§ **STATED GOAL**:
Report every line of the data below that contains the string "rifle", copying each such line in full. Matching is case-sensitive.

## begin RAW DATA

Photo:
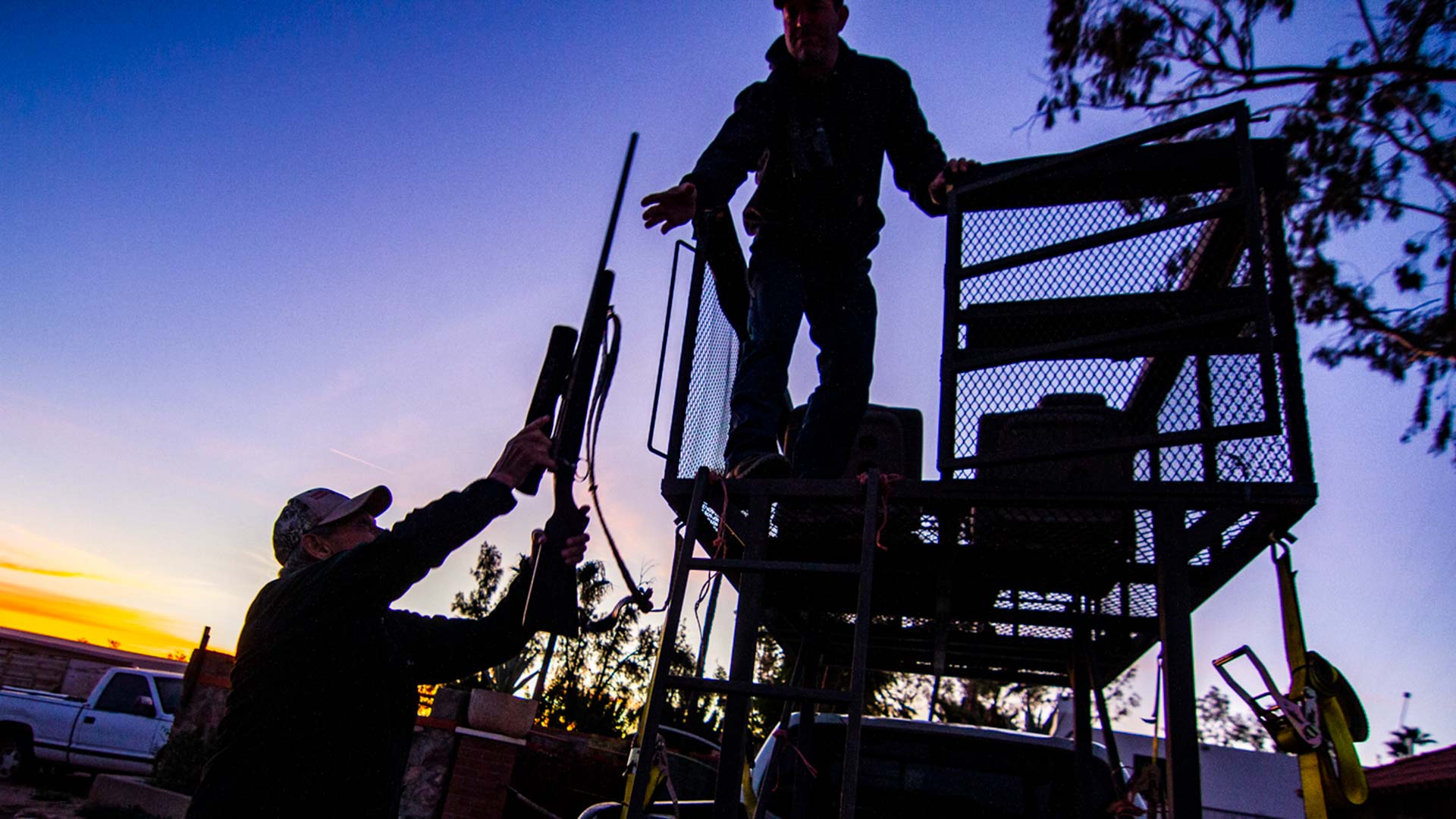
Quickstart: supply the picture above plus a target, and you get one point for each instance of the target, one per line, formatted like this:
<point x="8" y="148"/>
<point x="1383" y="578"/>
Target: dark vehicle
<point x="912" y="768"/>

## end RAW DATA
## begin RAW DATA

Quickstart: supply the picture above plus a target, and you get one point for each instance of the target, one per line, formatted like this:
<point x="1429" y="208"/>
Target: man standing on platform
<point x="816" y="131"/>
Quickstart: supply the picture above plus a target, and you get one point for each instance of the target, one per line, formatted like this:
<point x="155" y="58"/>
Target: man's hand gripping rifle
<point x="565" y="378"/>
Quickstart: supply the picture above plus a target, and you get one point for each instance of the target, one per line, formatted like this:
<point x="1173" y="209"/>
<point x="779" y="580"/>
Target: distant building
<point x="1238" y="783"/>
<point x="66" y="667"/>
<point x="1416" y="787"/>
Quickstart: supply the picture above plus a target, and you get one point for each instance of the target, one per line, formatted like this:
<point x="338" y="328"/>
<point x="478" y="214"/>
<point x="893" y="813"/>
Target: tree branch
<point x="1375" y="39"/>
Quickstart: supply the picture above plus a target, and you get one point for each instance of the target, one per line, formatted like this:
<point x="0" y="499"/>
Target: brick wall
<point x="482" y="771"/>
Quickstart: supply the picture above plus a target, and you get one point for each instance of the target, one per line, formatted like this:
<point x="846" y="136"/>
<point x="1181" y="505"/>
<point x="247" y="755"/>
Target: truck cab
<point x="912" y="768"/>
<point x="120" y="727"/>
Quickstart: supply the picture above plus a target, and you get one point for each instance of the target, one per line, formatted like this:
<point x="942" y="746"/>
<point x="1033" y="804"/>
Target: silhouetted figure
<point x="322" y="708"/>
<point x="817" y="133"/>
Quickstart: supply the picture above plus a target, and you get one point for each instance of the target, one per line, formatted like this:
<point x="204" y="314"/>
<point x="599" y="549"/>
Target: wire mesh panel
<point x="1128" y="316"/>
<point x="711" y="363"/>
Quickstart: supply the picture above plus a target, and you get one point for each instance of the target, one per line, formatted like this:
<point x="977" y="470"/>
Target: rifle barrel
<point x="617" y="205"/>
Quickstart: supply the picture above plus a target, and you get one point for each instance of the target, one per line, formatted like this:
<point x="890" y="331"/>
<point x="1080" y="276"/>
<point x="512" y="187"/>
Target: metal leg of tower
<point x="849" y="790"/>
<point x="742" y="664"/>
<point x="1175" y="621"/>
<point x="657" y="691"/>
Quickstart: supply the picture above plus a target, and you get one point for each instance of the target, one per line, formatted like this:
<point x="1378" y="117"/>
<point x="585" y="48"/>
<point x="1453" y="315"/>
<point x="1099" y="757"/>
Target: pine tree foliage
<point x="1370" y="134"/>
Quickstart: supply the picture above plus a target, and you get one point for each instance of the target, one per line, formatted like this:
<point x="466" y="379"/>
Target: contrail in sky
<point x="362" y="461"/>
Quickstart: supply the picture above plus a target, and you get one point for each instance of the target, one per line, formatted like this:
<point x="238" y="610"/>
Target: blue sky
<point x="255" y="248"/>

## end RAW DATA

§ **RESPONSE**:
Target: man's hand gripping rifle
Target: rifle barrel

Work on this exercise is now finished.